• [GOAL]: Could you format the stretch of the items below, from the line containing "In this exercise you will mark the crown" through the end of the items, as a JSON list of strings with one string per line, skipping blank lines and leaving out the pictures?

• [EXCERPTED DATA]:
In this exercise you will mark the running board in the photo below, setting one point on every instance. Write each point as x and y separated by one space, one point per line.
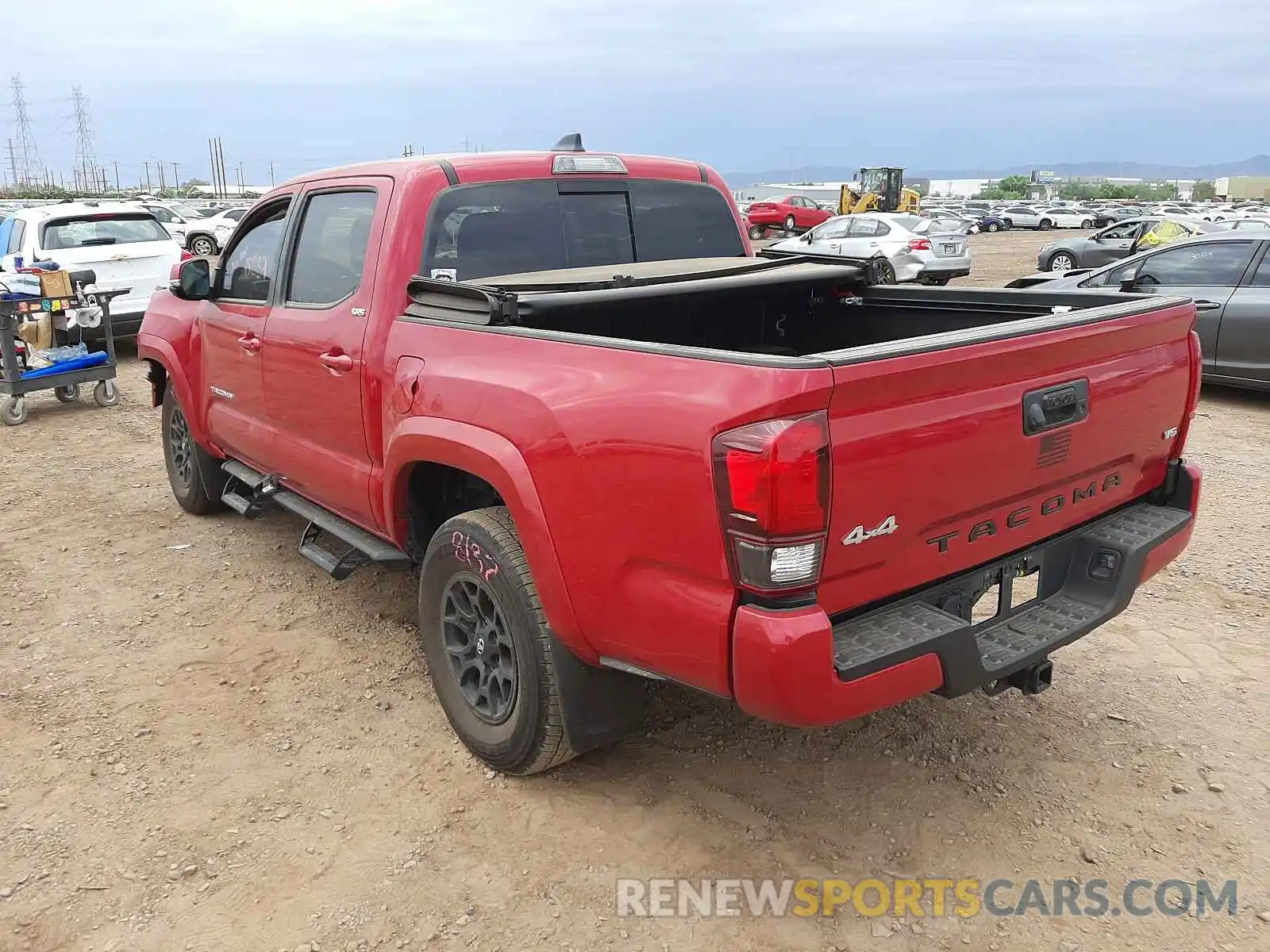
329 541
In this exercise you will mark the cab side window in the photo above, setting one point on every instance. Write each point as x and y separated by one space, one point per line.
252 264
330 251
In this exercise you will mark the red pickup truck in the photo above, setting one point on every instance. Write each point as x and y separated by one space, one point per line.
619 446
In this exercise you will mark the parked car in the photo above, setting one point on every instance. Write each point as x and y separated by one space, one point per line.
1226 273
1110 216
207 236
1244 225
1022 217
914 249
1117 241
1067 217
789 213
992 222
175 219
760 452
124 244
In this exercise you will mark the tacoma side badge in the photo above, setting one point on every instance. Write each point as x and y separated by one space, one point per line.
861 535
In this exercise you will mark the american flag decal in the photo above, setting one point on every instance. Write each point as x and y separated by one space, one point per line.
1054 448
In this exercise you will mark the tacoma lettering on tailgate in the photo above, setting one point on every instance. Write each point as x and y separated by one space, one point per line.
1020 517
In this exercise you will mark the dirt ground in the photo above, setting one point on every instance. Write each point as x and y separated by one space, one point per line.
206 744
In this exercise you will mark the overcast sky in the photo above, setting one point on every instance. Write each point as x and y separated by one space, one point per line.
740 84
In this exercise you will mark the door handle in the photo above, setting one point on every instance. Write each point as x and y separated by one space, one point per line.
337 363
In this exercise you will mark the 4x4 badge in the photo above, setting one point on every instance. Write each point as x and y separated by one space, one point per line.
861 535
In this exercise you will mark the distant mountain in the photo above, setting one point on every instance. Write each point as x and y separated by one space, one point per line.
1257 165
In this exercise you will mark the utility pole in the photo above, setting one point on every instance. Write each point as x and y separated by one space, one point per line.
84 156
29 156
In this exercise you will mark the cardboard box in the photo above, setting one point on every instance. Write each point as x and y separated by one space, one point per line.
55 285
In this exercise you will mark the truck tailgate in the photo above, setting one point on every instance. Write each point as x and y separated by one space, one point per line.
933 471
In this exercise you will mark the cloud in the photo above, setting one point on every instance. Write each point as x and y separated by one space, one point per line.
742 84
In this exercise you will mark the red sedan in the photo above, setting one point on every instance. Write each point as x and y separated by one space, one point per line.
791 213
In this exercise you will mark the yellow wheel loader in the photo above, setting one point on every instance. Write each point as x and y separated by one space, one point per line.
880 190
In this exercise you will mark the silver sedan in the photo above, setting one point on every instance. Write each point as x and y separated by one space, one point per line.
914 249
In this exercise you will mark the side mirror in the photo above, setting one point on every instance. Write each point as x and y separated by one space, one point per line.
194 281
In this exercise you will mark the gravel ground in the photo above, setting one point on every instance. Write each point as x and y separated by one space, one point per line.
209 746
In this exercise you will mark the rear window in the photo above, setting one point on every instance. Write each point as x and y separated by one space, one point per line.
511 228
89 230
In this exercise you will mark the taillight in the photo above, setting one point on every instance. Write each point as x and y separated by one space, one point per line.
1191 395
772 484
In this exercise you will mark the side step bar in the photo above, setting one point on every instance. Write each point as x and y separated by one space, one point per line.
329 541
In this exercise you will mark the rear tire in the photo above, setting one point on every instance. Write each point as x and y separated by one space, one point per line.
194 475
488 645
884 272
13 410
106 393
1060 262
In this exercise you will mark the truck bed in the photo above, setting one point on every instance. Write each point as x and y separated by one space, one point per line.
781 309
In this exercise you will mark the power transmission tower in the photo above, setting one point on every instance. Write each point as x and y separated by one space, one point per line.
27 154
84 158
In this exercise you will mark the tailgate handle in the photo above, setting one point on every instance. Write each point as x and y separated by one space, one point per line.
1056 406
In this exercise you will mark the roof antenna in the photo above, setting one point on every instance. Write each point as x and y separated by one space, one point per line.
569 144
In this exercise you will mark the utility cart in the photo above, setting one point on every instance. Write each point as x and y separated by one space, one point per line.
17 381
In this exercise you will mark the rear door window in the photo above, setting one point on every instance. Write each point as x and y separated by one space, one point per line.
512 228
90 230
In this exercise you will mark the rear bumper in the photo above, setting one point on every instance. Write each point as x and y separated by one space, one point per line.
798 668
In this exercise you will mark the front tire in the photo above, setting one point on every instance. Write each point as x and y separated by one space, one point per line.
194 475
489 651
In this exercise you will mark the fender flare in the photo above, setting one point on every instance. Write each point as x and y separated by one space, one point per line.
495 460
152 348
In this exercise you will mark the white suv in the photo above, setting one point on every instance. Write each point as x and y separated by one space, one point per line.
122 244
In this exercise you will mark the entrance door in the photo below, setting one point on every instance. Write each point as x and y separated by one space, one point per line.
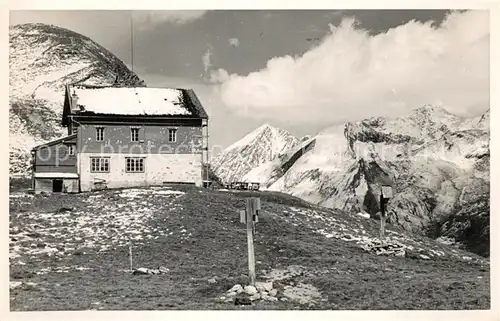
57 185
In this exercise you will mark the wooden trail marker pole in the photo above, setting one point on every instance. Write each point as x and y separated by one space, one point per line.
385 196
130 255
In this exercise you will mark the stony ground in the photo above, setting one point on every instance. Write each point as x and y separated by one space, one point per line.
71 252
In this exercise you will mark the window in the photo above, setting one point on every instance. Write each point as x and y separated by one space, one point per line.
100 134
99 164
172 135
134 134
134 165
71 149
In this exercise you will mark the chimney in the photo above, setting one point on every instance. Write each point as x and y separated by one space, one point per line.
74 101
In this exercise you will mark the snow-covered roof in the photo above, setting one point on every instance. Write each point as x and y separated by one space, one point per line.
56 175
132 101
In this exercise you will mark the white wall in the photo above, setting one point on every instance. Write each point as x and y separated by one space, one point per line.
159 168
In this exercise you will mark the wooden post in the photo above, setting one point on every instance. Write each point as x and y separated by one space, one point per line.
251 208
382 217
385 194
130 254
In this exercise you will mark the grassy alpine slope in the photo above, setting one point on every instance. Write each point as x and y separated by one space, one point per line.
70 252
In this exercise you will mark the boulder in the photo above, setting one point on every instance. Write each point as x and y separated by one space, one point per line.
141 271
250 290
236 288
255 297
242 301
264 286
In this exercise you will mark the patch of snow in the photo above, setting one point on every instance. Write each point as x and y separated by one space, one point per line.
132 101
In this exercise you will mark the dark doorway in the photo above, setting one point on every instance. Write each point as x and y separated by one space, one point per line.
57 185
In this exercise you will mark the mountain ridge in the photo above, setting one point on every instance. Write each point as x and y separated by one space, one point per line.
42 59
430 157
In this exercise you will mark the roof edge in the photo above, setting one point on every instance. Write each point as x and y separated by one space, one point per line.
54 142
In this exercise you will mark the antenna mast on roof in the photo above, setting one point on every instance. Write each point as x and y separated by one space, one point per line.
132 41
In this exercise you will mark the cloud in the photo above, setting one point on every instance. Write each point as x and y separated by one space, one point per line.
352 74
152 18
234 42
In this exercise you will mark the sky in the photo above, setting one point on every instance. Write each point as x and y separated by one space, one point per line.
298 70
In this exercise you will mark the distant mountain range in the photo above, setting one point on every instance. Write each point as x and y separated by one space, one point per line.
437 164
42 59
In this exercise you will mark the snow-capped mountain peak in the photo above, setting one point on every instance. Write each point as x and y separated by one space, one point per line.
436 162
257 147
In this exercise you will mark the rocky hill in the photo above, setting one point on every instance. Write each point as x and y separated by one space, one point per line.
436 162
42 59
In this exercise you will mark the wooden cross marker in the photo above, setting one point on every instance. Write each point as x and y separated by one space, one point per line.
249 217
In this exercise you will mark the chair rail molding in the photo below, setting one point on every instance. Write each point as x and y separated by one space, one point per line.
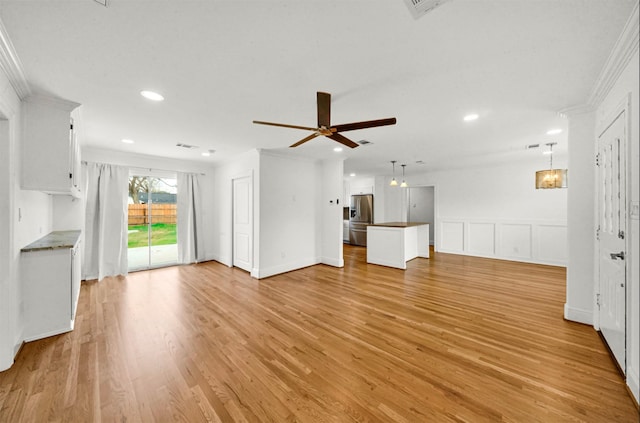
11 65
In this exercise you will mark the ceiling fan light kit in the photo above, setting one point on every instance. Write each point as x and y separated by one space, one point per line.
325 128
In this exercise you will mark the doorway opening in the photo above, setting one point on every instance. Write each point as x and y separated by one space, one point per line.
152 221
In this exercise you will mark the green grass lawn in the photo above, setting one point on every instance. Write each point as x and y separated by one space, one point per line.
161 234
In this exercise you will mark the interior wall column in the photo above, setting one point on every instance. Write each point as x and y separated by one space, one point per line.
581 265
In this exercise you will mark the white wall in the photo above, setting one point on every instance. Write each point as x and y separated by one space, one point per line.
492 211
581 218
617 88
290 214
331 206
421 207
623 91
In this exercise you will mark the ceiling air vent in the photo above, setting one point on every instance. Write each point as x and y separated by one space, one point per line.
419 8
186 145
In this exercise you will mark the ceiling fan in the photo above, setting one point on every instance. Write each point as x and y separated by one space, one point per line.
324 124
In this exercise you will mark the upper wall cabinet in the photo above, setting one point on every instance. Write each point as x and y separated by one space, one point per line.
50 152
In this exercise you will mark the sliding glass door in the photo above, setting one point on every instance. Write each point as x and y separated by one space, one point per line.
152 222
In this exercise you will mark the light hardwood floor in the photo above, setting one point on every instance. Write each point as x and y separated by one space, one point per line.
450 339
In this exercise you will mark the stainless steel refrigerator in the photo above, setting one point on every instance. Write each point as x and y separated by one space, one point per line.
360 215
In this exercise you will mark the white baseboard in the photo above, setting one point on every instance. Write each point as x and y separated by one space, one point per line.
578 315
284 268
332 261
633 382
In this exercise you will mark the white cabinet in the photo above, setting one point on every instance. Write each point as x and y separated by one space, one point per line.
345 230
50 285
50 152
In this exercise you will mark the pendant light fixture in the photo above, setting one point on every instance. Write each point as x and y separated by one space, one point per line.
393 181
551 178
404 182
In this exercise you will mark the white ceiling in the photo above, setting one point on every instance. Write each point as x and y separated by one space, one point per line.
222 64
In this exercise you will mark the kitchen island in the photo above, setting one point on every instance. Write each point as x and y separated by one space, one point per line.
393 244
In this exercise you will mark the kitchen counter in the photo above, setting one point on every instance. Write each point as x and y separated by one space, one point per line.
54 240
398 224
393 244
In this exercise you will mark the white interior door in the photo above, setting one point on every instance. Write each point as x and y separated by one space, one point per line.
611 244
242 223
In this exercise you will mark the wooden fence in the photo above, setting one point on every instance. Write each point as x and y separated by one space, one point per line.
160 213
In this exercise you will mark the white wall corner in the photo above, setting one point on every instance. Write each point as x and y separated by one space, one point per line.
11 65
626 46
633 382
578 315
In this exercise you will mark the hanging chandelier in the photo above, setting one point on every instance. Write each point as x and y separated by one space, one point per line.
393 181
551 178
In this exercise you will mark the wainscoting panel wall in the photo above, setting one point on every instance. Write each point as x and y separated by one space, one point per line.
452 236
542 242
482 238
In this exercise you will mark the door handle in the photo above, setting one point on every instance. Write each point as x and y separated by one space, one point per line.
616 256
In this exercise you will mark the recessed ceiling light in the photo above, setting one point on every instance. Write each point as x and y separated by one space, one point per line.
151 95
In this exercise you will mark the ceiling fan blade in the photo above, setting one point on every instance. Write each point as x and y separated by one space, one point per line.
284 125
343 140
362 125
324 109
305 139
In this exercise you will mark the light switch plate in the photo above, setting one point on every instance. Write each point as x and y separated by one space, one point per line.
634 207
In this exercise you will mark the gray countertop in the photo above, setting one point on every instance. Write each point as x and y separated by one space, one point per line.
398 224
54 240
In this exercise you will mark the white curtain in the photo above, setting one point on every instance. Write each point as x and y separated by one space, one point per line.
105 248
190 240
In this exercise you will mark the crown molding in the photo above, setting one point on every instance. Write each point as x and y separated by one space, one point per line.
623 51
576 110
10 64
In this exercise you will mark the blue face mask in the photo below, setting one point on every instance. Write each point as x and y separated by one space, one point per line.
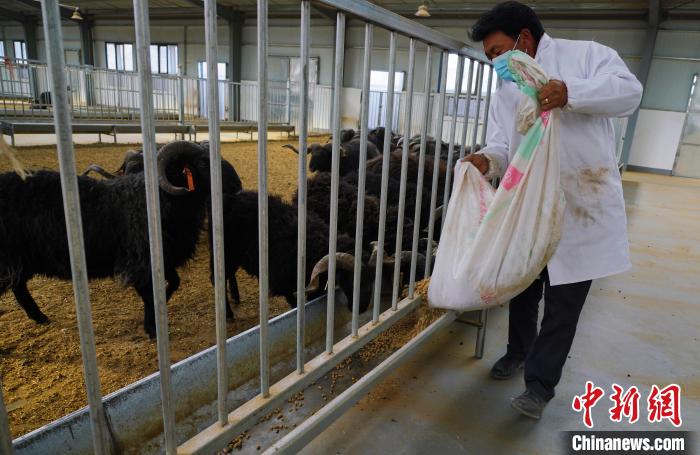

• [COMPLETE RESPONSE]:
[
  "In this exercise you will mark the crown molding in the photo above, setting one point on every instance. Write each point as x and y separated by one space, one point per line.",
  "623 51",
  "576 110",
  "10 64",
  "In this exercise you will mark the blue face mask in the photo below, setting one point on every instance. Write each point as x and y separated by one space, one point per line."
]